§ **Requirements**
Give the entries again, word for word.

§ **Records for processing**
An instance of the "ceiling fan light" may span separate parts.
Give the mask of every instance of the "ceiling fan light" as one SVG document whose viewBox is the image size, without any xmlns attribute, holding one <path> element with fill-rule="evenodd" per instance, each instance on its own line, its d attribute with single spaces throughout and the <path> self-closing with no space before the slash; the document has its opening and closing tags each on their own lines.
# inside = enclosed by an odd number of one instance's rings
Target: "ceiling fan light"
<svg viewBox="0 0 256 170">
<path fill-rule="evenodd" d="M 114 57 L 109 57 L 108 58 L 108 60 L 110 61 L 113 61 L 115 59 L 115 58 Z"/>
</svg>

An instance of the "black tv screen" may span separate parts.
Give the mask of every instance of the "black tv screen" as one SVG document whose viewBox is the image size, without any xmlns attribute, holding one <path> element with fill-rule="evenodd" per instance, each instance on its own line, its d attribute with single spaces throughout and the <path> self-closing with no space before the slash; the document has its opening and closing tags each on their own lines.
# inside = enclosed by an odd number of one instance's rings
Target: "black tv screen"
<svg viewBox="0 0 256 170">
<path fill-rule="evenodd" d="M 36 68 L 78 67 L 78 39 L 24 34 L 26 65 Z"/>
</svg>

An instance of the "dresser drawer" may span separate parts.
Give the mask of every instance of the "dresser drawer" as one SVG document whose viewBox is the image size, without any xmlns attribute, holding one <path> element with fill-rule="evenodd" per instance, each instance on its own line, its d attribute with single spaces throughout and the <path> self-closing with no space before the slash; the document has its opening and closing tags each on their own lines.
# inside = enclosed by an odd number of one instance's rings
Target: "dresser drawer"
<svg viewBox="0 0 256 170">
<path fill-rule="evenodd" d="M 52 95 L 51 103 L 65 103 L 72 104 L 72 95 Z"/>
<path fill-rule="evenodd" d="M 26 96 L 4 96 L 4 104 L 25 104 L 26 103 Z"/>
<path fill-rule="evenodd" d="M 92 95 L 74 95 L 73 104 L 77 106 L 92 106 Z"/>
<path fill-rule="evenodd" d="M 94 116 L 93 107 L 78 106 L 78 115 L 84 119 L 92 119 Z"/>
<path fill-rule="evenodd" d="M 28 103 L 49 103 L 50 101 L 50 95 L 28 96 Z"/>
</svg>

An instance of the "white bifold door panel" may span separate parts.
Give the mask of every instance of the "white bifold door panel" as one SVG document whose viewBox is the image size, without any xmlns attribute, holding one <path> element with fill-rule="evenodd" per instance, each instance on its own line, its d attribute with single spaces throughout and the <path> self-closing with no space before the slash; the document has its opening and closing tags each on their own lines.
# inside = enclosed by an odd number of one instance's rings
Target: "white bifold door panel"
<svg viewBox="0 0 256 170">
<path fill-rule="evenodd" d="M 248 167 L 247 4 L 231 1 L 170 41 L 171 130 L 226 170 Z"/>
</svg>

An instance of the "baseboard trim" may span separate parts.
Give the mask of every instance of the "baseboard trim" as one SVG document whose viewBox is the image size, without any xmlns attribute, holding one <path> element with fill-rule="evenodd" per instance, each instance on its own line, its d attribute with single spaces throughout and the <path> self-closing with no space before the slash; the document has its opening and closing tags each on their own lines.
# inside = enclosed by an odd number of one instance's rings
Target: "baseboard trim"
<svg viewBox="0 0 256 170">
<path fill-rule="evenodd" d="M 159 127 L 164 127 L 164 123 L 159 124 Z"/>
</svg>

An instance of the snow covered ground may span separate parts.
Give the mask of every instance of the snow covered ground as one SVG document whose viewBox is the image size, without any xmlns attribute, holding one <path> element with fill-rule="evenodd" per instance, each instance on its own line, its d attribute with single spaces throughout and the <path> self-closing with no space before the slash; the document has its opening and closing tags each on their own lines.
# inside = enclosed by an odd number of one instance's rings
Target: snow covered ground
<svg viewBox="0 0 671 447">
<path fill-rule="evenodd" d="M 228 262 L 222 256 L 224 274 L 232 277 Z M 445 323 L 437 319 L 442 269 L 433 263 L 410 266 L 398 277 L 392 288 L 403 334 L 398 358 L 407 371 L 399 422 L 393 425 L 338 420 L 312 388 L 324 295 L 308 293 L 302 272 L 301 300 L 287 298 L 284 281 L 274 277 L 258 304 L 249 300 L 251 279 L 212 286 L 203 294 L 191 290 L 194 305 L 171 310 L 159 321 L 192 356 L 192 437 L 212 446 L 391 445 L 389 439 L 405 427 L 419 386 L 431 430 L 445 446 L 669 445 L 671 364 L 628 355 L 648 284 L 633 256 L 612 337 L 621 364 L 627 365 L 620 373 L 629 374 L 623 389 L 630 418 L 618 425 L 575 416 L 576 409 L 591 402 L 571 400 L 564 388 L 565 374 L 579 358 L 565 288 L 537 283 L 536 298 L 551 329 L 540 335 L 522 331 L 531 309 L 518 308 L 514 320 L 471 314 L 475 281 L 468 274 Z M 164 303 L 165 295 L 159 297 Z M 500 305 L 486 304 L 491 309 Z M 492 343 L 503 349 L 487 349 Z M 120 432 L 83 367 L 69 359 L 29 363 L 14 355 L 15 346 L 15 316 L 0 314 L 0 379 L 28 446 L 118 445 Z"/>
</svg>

§ **Solved problem**
An instance of the "ceiling fan light" may span separate parts.
Give the mask of every instance of the "ceiling fan light" as one SVG document whose viewBox is the image size, without any xmlns attribute, holding one <path> element with fill-rule="evenodd" per instance, each instance on its own line, its d attribute with single spaces throughout and the <path> self-closing with no space before the slash; the document has its opening and closing tags each on their own lines.
# inside = enclosed by an odd number of one instance's rings
Target: "ceiling fan light"
<svg viewBox="0 0 256 170">
<path fill-rule="evenodd" d="M 114 57 L 109 57 L 108 58 L 108 60 L 110 61 L 113 61 L 115 59 L 115 58 Z"/>
</svg>

An instance of the "black tv screen" may span separate parts.
Give the mask of every instance of the "black tv screen" as one SVG document whose viewBox is the image size, without any xmlns attribute, holding one <path> element with fill-rule="evenodd" per instance, each instance on its own line, its d attribute with single spaces throughout and the <path> self-closing with no space before the slash; the document has its opening and closing tags each on their own lines.
# inside = enclosed by an odd number of one instance's rings
Target: "black tv screen"
<svg viewBox="0 0 256 170">
<path fill-rule="evenodd" d="M 36 68 L 78 67 L 78 39 L 24 34 L 26 65 Z"/>
</svg>

An instance of the "dresser drawer" may span separate parts.
Give the mask of every instance of the "dresser drawer" as one SVG document whose viewBox is the image size, without any xmlns attribute, holding one <path> element with fill-rule="evenodd" per instance, each instance on its own line, its d attribute with single spaces throughout and the <path> self-closing with no space before the slash; the document has its opening and closing tags each on their own lines.
# inside = enclosed by an odd number of one instance's rings
Target: "dresser drawer"
<svg viewBox="0 0 256 170">
<path fill-rule="evenodd" d="M 52 95 L 51 103 L 65 103 L 72 104 L 72 95 Z"/>
<path fill-rule="evenodd" d="M 26 96 L 4 96 L 4 104 L 25 104 L 26 103 Z"/>
<path fill-rule="evenodd" d="M 92 95 L 74 95 L 73 104 L 77 106 L 92 106 Z"/>
<path fill-rule="evenodd" d="M 94 116 L 93 107 L 78 106 L 78 115 L 84 119 L 92 119 Z"/>
<path fill-rule="evenodd" d="M 28 103 L 49 103 L 50 101 L 50 95 L 28 96 Z"/>
</svg>

An instance of the "white bifold door panel" may span separate parts.
Give the mask of every instance of the "white bifold door panel" as one SVG document whose viewBox is the image size, without any xmlns attribute, holding one <path> element with fill-rule="evenodd" per instance, each instance on its own line, its d attribute with single spaces throughout and the <path> self-closing with no space before the slash; the document has its opening and closing tags each on their own lines.
# inside = enclosed by an odd number of one instance's rings
Target: "white bifold door panel"
<svg viewBox="0 0 256 170">
<path fill-rule="evenodd" d="M 248 167 L 247 4 L 231 1 L 170 41 L 171 130 L 226 170 Z"/>
</svg>

An instance of the "baseboard trim" may span separate parts.
Give the mask of every instance of the "baseboard trim" as one SVG document whose viewBox is the image size, without any xmlns attribute, holding one <path> element with fill-rule="evenodd" per instance, each instance on its own line, its d attribute with single spaces throughout and the <path> self-closing with no space before the slash; the document has its opening and closing tags each on their own lines.
# inside = enclosed by an odd number of one instance's rings
Target: "baseboard trim"
<svg viewBox="0 0 256 170">
<path fill-rule="evenodd" d="M 159 127 L 164 127 L 164 123 L 159 124 Z"/>
</svg>

An instance of the snow covered ground may span separate parts.
Give the mask of every instance of the snow covered ground as one SVG document whose viewBox is the image size, without any xmlns attribute, holding one <path> element with fill-rule="evenodd" per instance, each instance on its own line, its d attribute with single spaces throughout and the <path> self-closing with no space before the slash; the document has its opening and closing tags each on their own lines.
# inside = enclosed by an odd number of one instance's rings
Target: snow covered ground
<svg viewBox="0 0 671 447">
<path fill-rule="evenodd" d="M 228 262 L 222 256 L 224 274 L 232 277 Z M 445 323 L 437 319 L 442 269 L 433 263 L 410 266 L 398 277 L 392 288 L 403 334 L 398 358 L 407 371 L 399 422 L 393 425 L 338 420 L 312 388 L 324 295 L 308 293 L 302 272 L 301 300 L 287 298 L 284 281 L 274 277 L 258 304 L 249 300 L 251 279 L 212 286 L 203 294 L 191 290 L 194 305 L 171 310 L 159 321 L 192 356 L 192 437 L 212 446 L 391 445 L 389 439 L 405 427 L 419 386 L 431 430 L 445 446 L 669 445 L 671 364 L 628 355 L 648 284 L 633 256 L 612 337 L 621 364 L 627 365 L 620 373 L 629 374 L 623 389 L 630 418 L 618 425 L 575 416 L 576 409 L 591 402 L 571 400 L 564 388 L 565 374 L 579 358 L 565 288 L 537 283 L 536 298 L 551 329 L 540 335 L 522 331 L 531 309 L 518 308 L 514 320 L 471 314 L 475 281 L 468 274 Z M 164 303 L 165 295 L 159 297 Z M 500 305 L 486 304 L 491 309 Z M 492 343 L 503 349 L 487 349 Z M 120 432 L 83 367 L 69 359 L 29 363 L 14 355 L 15 346 L 15 316 L 0 314 L 0 379 L 28 446 L 118 445 Z"/>
</svg>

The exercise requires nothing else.